■ **Required task**
Restate the full set of records exactly, word for word.

━━ Entries provided ━━

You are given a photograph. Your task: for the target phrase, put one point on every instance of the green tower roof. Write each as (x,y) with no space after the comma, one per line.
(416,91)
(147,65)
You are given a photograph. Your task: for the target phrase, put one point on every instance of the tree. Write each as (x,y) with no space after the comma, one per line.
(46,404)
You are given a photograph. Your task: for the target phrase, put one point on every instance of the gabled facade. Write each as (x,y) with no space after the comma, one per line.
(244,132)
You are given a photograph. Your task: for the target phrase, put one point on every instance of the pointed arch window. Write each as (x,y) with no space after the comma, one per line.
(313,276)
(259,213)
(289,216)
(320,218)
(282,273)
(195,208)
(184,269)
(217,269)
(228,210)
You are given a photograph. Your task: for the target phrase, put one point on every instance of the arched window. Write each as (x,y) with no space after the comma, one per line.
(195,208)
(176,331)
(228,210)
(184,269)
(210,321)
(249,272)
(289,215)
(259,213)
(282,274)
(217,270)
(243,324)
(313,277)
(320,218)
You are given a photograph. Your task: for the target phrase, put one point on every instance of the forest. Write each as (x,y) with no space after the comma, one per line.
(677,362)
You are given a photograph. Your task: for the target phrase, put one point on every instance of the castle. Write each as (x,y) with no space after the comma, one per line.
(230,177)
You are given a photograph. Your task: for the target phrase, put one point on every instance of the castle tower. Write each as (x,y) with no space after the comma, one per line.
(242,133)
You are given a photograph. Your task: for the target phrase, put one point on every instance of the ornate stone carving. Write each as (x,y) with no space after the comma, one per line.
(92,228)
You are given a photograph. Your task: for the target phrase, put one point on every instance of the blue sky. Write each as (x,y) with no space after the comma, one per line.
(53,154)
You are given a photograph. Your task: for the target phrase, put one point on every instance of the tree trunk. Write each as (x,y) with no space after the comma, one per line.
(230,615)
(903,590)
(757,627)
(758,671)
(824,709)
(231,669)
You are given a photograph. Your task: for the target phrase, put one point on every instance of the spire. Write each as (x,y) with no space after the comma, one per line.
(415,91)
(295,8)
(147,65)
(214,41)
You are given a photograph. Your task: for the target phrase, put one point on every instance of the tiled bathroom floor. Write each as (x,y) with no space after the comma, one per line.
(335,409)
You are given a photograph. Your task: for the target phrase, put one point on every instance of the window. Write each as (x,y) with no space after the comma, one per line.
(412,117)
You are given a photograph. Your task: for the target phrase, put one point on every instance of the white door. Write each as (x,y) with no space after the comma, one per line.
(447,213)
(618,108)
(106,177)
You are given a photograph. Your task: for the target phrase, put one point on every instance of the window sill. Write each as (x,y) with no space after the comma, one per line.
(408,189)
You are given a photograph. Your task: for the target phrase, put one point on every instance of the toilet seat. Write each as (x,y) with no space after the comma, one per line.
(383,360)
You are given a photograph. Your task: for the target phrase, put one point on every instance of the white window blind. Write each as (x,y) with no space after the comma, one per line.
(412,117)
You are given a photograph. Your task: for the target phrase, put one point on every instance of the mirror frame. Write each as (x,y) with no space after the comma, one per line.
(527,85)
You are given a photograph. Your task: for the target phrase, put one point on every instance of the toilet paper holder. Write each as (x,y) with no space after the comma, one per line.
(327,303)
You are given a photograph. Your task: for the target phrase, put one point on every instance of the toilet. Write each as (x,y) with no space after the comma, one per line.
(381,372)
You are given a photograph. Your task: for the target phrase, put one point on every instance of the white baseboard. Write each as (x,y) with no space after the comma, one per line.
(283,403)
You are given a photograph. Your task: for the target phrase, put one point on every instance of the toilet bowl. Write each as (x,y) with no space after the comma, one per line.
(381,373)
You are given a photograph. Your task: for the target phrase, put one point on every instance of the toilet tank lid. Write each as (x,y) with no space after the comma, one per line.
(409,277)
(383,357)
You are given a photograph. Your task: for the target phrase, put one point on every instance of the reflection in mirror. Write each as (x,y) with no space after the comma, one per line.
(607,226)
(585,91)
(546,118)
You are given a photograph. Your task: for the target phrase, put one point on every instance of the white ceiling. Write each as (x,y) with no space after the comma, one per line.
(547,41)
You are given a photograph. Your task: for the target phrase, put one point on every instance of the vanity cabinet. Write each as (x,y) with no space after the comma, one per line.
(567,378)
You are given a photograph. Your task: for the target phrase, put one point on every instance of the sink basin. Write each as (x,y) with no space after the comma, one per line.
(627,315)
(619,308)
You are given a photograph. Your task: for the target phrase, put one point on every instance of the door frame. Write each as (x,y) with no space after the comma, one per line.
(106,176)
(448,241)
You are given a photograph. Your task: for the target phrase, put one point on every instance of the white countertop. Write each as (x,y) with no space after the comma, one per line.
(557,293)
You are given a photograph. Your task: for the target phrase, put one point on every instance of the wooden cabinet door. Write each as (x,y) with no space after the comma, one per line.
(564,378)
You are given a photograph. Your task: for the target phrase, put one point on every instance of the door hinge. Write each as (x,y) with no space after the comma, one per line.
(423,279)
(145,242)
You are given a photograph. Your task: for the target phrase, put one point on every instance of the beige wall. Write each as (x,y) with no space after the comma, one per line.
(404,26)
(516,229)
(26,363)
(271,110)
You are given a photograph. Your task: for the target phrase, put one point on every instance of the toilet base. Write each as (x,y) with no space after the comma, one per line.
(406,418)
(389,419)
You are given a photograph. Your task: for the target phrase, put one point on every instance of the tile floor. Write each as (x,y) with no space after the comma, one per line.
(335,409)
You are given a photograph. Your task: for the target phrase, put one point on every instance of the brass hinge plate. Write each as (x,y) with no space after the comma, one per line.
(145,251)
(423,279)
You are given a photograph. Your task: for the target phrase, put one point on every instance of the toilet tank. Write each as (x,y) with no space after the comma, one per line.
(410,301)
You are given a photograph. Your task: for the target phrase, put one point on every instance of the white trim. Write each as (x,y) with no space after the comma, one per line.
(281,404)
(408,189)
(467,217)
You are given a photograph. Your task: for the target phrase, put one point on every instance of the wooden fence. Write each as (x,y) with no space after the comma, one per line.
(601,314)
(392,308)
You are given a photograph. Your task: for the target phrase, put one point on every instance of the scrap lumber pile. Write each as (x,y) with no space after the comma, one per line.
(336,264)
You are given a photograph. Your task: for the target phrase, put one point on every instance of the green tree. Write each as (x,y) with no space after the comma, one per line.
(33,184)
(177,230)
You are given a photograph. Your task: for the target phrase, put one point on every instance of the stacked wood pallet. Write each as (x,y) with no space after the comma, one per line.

━━━

■ **Solution below**
You are given a photograph. Your task: for the target phrase, put one point on every instance of the green tower roof. Write each as (x,y) with no space after the comma, one per line.
(416,91)
(147,65)
You are given a photograph. Your task: for the target phrase, put one point on every instance of the tree. Write each as (x,y) with no space after the comma, one per line.
(46,404)
You are given a photograph. Your task: for the target phrase, put one point on every instance of the gabled facade. Write each as (x,y) with no space after the comma, one per line.
(244,132)
You are given a photograph. Your task: for the target phrase, put one point on every instance of the pointed arch window. Write each as (x,y) with no space after the comma, one per line.
(313,276)
(259,213)
(289,216)
(320,218)
(282,273)
(195,208)
(184,269)
(217,269)
(228,210)
You are given a photograph. Your task: for the target phrase, put one point on every instance of the arched window. Write each as (x,y) with no space after the comma, one per line.
(195,208)
(176,331)
(228,210)
(184,269)
(210,321)
(249,272)
(289,215)
(259,213)
(282,274)
(217,270)
(243,324)
(313,277)
(320,218)
You are given a photograph. Your task: for the target phrase, put one point on every instance of the forest. Write each as (x,y) with no space after the comma, one per line.
(677,362)
You are given a photograph. Your task: for the target phrase, put one point on every instance of the castle. Write each as (x,y) with no space after the comma, one per line.
(230,177)
You are given a photograph. Your task: for the target phrase, put one point on every instance of the castle tower. Write each as (x,y) with no space after the comma, one per line.
(242,133)
You are given a photograph. Your task: for the target phrase, put one point on every instance of the ornate stone carving. Write each as (x,y) with no space after the comma, one per line.
(92,228)
You are given a photograph. Your task: for the target phrase, put one point on every instance of the blue sky. Write each as (x,y) with no space after the comma, one per line.
(53,154)
You are given a photograph. Your task: for the target phrase, put one point on every instance of the tree trunk. Write each as (x,y) with no space after the comma, one per line.
(230,615)
(903,590)
(757,627)
(758,671)
(824,709)
(231,669)
You are given a photograph. Your task: for the target phrase, put one point on every instance of the spire. Write each as (x,y) with no space after the comma, one per line.
(415,91)
(295,8)
(147,65)
(214,41)
You are given a photograph. Your task: for the target phrase, put one point on every instance of the tiled bathroom floor. Write each as (x,y) with no space after the comma, one per line.
(335,409)
You are given a photograph. Your task: for the target phrase, put one point on every instance of the window. Write each as (x,y) with no space after the comma, one per line.
(412,117)
You are given a photograph. Your task: for the target phrase, put one point on every instance of the white door. Write each as (x,y) with no space after the comma, one per line.
(447,213)
(618,108)
(106,177)
You are given a photograph. Your task: for the target phrase, put one point on every instance of the window sill. Write each as (x,y) with no space after the comma, one per line.
(408,189)
You are given a photograph. Your task: for the target phrase, put one point on every instance of the toilet seat. Write each as (x,y) with no space after the comma, one per line.
(383,360)
You are given a photograph. Your task: for the target phrase, put one point on every instance of the white window blind. Write each as (x,y) with no space after the comma, one per line.
(412,117)
You are given a photograph. Your task: for the target phrase, put one point on every instance of the mirror frame. Write each as (x,y) with no space after the comma, one per line.
(527,85)
You are given a photograph. Your task: for the target phrase, put one point on every instance of the toilet paper holder. Write each as (x,y) with no space after the comma, one per line.
(327,303)
You are given a photograph. Your task: for the target phrase, put one point on every instance of the toilet. Write each as (x,y) with no space after the comma, one per line.
(381,372)
You are given a photograph. Your task: for the target phrase, put one point on every instance of the white baseboard. Write each as (x,y) with no space after the comma, one per line.
(283,403)
You are given a photograph. Your task: for the target phrase, put one point on every instance of the toilet bowl. Write each as (x,y) with no space after the comma, one per line.
(381,373)
You are given a photograph. Your task: for the target phrase, put one point on every instance of the toilet tank lid. Write each as (x,y) with no space after the comma, one per line.
(409,277)
(383,357)
You are given a photograph. Your task: for the target phrase, put one point on every instance of the reflection in mirror. Write each as (x,y) with no space after the comma, one per line.
(607,226)
(585,91)
(546,118)
You are given a photograph. Your task: for the target phrase, put one point on every instance of the white ceiling. Write each as (x,y) with no space after the comma, one per line.
(547,41)
You are given a photograph. Your task: for the target phrase, put one point on every instance of the vanity cabinet. Write each as (x,y) with no space after the comma, one per line.
(567,378)
You are given a photograph. Your task: for the target phrase, put one point on every instance of the sink basin. Write each as (x,y) with no space after the comma, one per line.
(627,315)
(619,308)
You are given a photograph. Your task: for the target phrase, put one point on every instance of the door frame. Write each as (x,y) with no space after the comma, one per line.
(106,176)
(448,241)
You are given a photograph. Your task: for the target phrase, put one point on every instance of the white countertop. Write each as (x,y) with no space after the comma, one per line.
(557,293)
You are given a photograph. Your task: for the target phrase, put one point on every instance of the wooden cabinet door. Write each as (x,y) with no space after the comma, one per line.
(564,378)
You are given a photograph. Your task: for the target phrase, put one point on every instance of the door hinge. Write each as (x,y) with no space after the comma, one per line.
(423,279)
(145,242)
You are given a photograph. Your task: for the target phrase, put one point on every instance of the beige wall. Write each as (x,y) with no space after the comma, one per line.
(404,26)
(516,229)
(26,363)
(271,110)
You are given a photograph. Your task: for the target phrase, put one point on every instance of the toilet base. Write each as (x,y) with no space after the comma, one per line.
(406,418)
(389,419)
You are given a photograph. Your task: for the target phrase, put one point on every instance of the tile floor. Write each as (x,y) with no space after the comma, one per line.
(335,409)
You are given a photograph. Your task: for the target phrase, put one point on every instance of the brass hinge plate. Write each as (x,y) with no space after the comma, one per line.
(145,251)
(423,279)
You are given a photograph. Your task: for the target phrase, put one point on every instance of the toilet tank. Write each as (x,y) with no space after the comma, one per line.
(410,301)
You are given a photograph. Your task: for the target phrase, put one point on every instance of the white trim. Write each as (x,y) with no space after the comma, one per line.
(281,404)
(408,189)
(467,217)
You are given a photograph. Your task: for the target phrase, put one point on every instance of the wooden fence. Write each as (x,y) with no space after the comma, one per line.
(601,314)
(392,308)
You are given a photograph. Your task: for the target phrase, put one point on every instance of the scrap lumber pile. Write each as (x,y) with no space after the comma, one per line.
(336,264)
You are given a photograph. Your task: for the target phrase, put one point on every instance of the green tree. Write each as (x,y) with no space after the comma, one per line.
(33,184)
(177,230)
You are given a photograph. Your task: for the target phrase, put one point on every instance of the stacked wood pallet. Write each as (x,y) with no space after the comma, one per line.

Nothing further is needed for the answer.